Work to be completed
Copy out all of the material below with every "pin" changed to "point" and everything else left the same. Leave out the pictures.

The data
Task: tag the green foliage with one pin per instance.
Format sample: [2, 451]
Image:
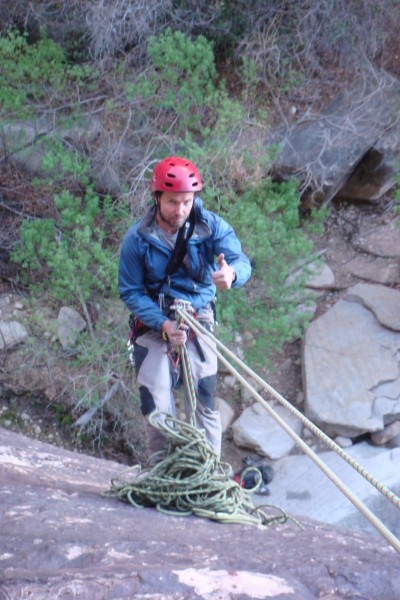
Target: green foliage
[69, 253]
[267, 219]
[34, 73]
[182, 80]
[60, 163]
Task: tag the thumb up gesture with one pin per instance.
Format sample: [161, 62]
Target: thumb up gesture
[224, 277]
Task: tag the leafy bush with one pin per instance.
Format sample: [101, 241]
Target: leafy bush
[181, 82]
[267, 220]
[73, 256]
[69, 253]
[34, 73]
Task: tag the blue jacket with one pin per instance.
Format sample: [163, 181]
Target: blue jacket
[143, 261]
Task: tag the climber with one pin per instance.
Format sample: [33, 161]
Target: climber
[177, 250]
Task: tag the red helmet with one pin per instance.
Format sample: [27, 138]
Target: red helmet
[175, 174]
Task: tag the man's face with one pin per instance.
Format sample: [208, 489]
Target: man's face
[174, 209]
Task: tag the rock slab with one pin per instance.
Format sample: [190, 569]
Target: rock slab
[60, 538]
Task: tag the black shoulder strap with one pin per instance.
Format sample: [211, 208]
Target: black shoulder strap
[179, 251]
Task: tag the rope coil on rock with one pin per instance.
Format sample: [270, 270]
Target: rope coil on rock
[191, 480]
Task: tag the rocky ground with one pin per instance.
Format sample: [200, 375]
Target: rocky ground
[43, 417]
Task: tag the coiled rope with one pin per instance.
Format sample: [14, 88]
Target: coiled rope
[209, 339]
[191, 480]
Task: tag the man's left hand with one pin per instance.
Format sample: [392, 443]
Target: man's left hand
[224, 277]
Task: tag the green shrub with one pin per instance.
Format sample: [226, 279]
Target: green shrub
[182, 80]
[35, 73]
[69, 253]
[267, 221]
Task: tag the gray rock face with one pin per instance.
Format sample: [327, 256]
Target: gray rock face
[11, 333]
[351, 362]
[300, 487]
[324, 151]
[70, 324]
[60, 538]
[257, 430]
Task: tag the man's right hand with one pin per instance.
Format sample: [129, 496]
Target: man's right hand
[177, 337]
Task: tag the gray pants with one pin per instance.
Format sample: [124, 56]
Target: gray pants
[155, 379]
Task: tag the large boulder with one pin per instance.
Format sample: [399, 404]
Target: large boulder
[350, 362]
[61, 538]
[324, 151]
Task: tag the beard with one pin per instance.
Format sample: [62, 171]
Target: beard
[173, 223]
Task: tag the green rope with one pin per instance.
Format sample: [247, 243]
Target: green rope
[191, 480]
[208, 338]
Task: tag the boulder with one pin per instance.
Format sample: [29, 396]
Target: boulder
[350, 362]
[61, 538]
[256, 430]
[301, 488]
[11, 334]
[69, 325]
[323, 151]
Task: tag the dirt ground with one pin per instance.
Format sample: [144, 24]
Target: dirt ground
[48, 420]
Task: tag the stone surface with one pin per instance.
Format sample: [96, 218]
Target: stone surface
[301, 488]
[322, 151]
[60, 538]
[257, 430]
[375, 269]
[69, 324]
[382, 241]
[351, 363]
[382, 301]
[11, 334]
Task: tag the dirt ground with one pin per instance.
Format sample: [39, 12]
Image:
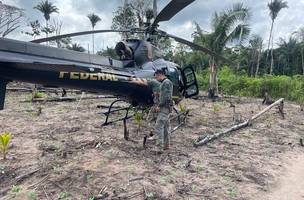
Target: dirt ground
[64, 153]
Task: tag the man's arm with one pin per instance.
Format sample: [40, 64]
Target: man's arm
[139, 82]
[165, 94]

Solved problem
Task: tag the green foliage with one point per instance.
Format sample: [2, 451]
Image:
Target: green foliage
[69, 253]
[267, 219]
[34, 73]
[182, 80]
[60, 163]
Task: tag the thumb up gesture with one point per instance.
Format sample: [161, 62]
Target: thumb up gesture
[224, 277]
Task: tag the leafy bush with one point per instance.
Format sample: [101, 241]
Target: leafy bush
[181, 82]
[267, 220]
[73, 256]
[69, 253]
[34, 73]
Task: tag the blue jacket with one point per instance.
Format sample: [163, 181]
Target: blue jacket
[143, 261]
Task: tag the climber with one point per instance.
Format sample: [33, 161]
Target: climber
[177, 250]
Task: tag the red helmet with one point per instance.
Format sample: [27, 138]
Target: red helmet
[175, 174]
Task: tag the man's face with one point per instance.
Format sample: [208, 489]
Target: man's face
[174, 209]
Task: tag the rock slab with one point per instance.
Format sample: [190, 569]
Target: rock slab
[60, 538]
Task: tag the black shoulder strap with one point per instance.
Format sample: [211, 208]
Target: black shoulder strap
[179, 251]
Task: tag the rope coil on rock with one point per instance.
Format sample: [270, 270]
Target: rope coil on rock
[191, 480]
Task: tag the rocky ground with one point per instance.
Format sample: [200, 375]
Target: rocky ground
[43, 417]
Task: tag the coiled rope with one point per instance.
Format sample: [14, 88]
Target: coiled rope
[209, 339]
[191, 480]
Task: tag the man's left hand with one point per instance.
Format sample: [392, 443]
Target: man's left hand
[224, 277]
Task: tag the green shrub with one point per instance.
Format sample: [226, 279]
Target: green shrub
[182, 80]
[35, 73]
[69, 253]
[267, 221]
Task: tag the gray rock face with one point per instance.
Format sample: [327, 256]
Target: gray rock face
[11, 333]
[351, 362]
[300, 487]
[324, 151]
[70, 324]
[60, 538]
[257, 430]
Task: tag the man's right hand with one point per instance.
Format sample: [129, 496]
Target: man's right hand
[177, 337]
Task: tag the gray pants with one point per instance.
Format sample: [124, 56]
Target: gray pants
[155, 379]
Task: tag the large boulder with one point per instance.
Format sample: [399, 404]
Target: large boulder
[350, 362]
[61, 538]
[324, 151]
Task: tag the beard with one point per instance.
Format sample: [62, 171]
Target: beard
[173, 223]
Task: tag the green rope with one point per instance.
Format sample: [247, 243]
Target: green rope
[191, 480]
[208, 338]
Task: tag the boulder with one point per instance.
Format sample: [29, 396]
Target: boulder
[350, 362]
[61, 538]
[256, 430]
[301, 488]
[11, 334]
[69, 325]
[323, 151]
Task: tag the dirt ground with one point per instance.
Format sample: [144, 24]
Target: dirt ground
[48, 420]
Task: tag the stone surface with one point per instance.
Format sample: [96, 218]
Target: stone surface
[301, 488]
[322, 151]
[60, 538]
[257, 430]
[375, 269]
[69, 324]
[382, 241]
[351, 363]
[382, 301]
[11, 334]
Task: tag the dirt ground with one point per instance.
Format sample: [39, 12]
Image:
Target: dirt ground
[64, 153]
Task: tag the man's arm with one point per instance.
Format sample: [40, 64]
Target: man's arm
[139, 82]
[165, 94]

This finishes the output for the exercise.